§ **CONJUNTO DE TAREAS**:
- a) En el relato sobre el funeral del abuelo, ¿qué iniciales estaban talladas en las puertas de madera de la casa conocida como "la 5 de mayo"?
- b) Filtre el listado y copie cada línea que contenga la cadena "stem".

§ **FRAGMENTO DEL TEXTO**:
· · · ·

Gustavo Rosas

Palmadas en el hombro.

Cuentoloquesecuenta

Tenía un poco menos de 7 años cuando asistí al funeral de mi abuelo Isaac, fueron un par de días que recuerdo por escenas.

 

 

Primero el recuerdo de mi papá despertándonos a mí y a mis hermanos, algo totalmente inusual, para decirnos que ese día no íbamos a ir a la escuela porque había muerto mi abuelo.  Luego el velorio en la casa de mis abuelos que conocíamos como “la 5 de mayo”;  una casa con puertas de madera cubriendo las ventanas del segundo piso que daban hacia la calle, con las iniciales BD talladas en franco homenaje de mi abuelo a mi abuelita Bibiana Durán, a quien sólo conocí por los amorosos relatos de mi mamá ya que había fallecido muchos años antes. El llanto de mis tías, de mi mamá y de mis abuelos paternos (quienes fueran compadres de mis abuelos maternos), me sorprendió, no se si me asusté porque estaba desconcertado.

 

Recuerdo también el llanto amargo de un niño como de 12 o 13 años al que recientemente le había dado casa mi abuelo.

· · · ·

§ **REGISTROS ALMACENADOS**:
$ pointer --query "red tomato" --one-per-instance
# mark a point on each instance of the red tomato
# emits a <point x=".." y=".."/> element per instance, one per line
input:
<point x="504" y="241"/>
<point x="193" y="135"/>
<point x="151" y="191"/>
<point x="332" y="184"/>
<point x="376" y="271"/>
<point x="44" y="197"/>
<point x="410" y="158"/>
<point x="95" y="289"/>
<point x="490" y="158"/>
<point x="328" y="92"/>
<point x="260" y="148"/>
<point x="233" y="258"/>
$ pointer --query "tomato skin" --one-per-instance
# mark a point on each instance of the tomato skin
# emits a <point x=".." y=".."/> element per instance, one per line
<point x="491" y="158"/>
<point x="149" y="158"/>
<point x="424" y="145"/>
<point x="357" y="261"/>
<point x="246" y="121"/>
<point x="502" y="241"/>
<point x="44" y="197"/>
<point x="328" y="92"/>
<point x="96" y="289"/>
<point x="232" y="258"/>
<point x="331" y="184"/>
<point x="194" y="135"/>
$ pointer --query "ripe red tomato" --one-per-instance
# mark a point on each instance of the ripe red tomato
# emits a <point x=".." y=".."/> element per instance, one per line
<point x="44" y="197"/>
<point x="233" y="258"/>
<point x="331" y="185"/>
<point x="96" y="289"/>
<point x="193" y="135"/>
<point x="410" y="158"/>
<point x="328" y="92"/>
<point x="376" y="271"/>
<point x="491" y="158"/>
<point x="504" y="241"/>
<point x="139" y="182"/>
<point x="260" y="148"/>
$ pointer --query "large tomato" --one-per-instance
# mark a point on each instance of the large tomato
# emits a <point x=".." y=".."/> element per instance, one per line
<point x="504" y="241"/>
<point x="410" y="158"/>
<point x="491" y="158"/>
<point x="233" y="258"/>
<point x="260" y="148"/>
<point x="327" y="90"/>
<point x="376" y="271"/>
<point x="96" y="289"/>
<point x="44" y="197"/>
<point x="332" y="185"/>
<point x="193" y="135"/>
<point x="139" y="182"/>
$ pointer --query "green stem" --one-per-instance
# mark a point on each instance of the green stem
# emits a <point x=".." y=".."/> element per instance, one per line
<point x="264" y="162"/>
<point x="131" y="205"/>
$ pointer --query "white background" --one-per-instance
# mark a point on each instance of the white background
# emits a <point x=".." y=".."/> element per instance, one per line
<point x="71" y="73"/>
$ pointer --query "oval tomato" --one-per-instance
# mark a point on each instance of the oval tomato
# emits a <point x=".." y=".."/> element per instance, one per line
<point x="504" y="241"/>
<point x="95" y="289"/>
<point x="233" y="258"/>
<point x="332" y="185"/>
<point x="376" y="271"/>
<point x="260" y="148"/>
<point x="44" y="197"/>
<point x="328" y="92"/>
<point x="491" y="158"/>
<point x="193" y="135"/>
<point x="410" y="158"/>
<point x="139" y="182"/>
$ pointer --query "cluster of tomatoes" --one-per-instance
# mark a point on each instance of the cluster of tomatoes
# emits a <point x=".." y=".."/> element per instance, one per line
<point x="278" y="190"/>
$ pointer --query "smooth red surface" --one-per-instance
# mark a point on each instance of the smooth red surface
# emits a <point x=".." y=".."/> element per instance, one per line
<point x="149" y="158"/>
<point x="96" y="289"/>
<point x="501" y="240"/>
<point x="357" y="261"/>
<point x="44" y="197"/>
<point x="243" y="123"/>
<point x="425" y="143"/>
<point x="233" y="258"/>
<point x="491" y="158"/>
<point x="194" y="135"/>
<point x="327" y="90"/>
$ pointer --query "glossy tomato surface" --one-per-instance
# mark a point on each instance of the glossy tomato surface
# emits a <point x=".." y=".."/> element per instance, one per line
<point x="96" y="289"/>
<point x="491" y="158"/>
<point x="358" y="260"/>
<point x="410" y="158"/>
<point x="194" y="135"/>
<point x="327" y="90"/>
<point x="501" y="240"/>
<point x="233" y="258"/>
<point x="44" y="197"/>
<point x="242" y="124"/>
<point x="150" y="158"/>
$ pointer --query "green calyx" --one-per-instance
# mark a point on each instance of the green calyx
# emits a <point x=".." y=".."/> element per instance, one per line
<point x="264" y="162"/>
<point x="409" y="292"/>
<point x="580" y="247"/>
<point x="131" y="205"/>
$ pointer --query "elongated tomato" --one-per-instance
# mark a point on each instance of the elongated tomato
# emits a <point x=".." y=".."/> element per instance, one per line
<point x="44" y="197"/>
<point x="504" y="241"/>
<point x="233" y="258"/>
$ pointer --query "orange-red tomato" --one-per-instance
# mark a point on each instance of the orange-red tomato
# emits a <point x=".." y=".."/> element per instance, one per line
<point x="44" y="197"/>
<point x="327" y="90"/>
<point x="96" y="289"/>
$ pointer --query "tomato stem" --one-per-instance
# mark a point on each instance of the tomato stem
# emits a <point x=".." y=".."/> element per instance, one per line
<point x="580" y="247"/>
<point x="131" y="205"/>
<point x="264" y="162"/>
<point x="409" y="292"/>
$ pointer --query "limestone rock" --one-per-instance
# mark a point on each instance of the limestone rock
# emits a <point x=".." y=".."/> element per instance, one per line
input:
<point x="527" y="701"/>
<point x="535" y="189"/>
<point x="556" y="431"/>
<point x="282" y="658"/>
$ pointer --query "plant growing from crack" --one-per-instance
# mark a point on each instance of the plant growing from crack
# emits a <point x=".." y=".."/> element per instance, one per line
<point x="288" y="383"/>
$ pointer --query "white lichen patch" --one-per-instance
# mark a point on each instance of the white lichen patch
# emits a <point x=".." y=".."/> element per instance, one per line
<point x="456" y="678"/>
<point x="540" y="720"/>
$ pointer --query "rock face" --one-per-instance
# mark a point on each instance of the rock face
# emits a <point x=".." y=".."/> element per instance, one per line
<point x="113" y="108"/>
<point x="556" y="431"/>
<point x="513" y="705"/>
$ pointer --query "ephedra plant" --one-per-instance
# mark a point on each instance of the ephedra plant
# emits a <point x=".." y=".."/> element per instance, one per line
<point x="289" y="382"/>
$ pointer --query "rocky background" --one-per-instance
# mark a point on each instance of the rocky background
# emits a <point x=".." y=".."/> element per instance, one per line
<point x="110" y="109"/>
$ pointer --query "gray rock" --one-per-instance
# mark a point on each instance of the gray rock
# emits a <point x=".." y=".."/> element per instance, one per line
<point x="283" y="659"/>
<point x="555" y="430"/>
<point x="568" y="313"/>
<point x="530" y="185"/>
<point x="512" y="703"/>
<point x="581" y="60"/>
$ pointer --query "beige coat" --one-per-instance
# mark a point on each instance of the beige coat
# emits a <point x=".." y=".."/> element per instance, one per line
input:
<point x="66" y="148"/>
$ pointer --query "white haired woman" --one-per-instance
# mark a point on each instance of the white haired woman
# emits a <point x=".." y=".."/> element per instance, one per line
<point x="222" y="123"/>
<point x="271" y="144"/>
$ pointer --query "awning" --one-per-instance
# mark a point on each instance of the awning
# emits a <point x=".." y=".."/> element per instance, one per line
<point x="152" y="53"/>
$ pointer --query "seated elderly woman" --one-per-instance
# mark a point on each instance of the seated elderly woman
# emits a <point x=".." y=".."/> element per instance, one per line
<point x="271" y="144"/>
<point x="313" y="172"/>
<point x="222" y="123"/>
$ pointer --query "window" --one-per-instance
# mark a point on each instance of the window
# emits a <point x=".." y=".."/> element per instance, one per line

· · · ·

§ **RESULTADOS DEL EJERCICIO**:
- a) Las iniciales BD.

- b)
$ pointer --query "green stem" --one-per-instance
# mark a point on each instance of the green stem
$ pointer --query "tomato stem" --one-per-instance
# mark a point on each instance of the tomato stem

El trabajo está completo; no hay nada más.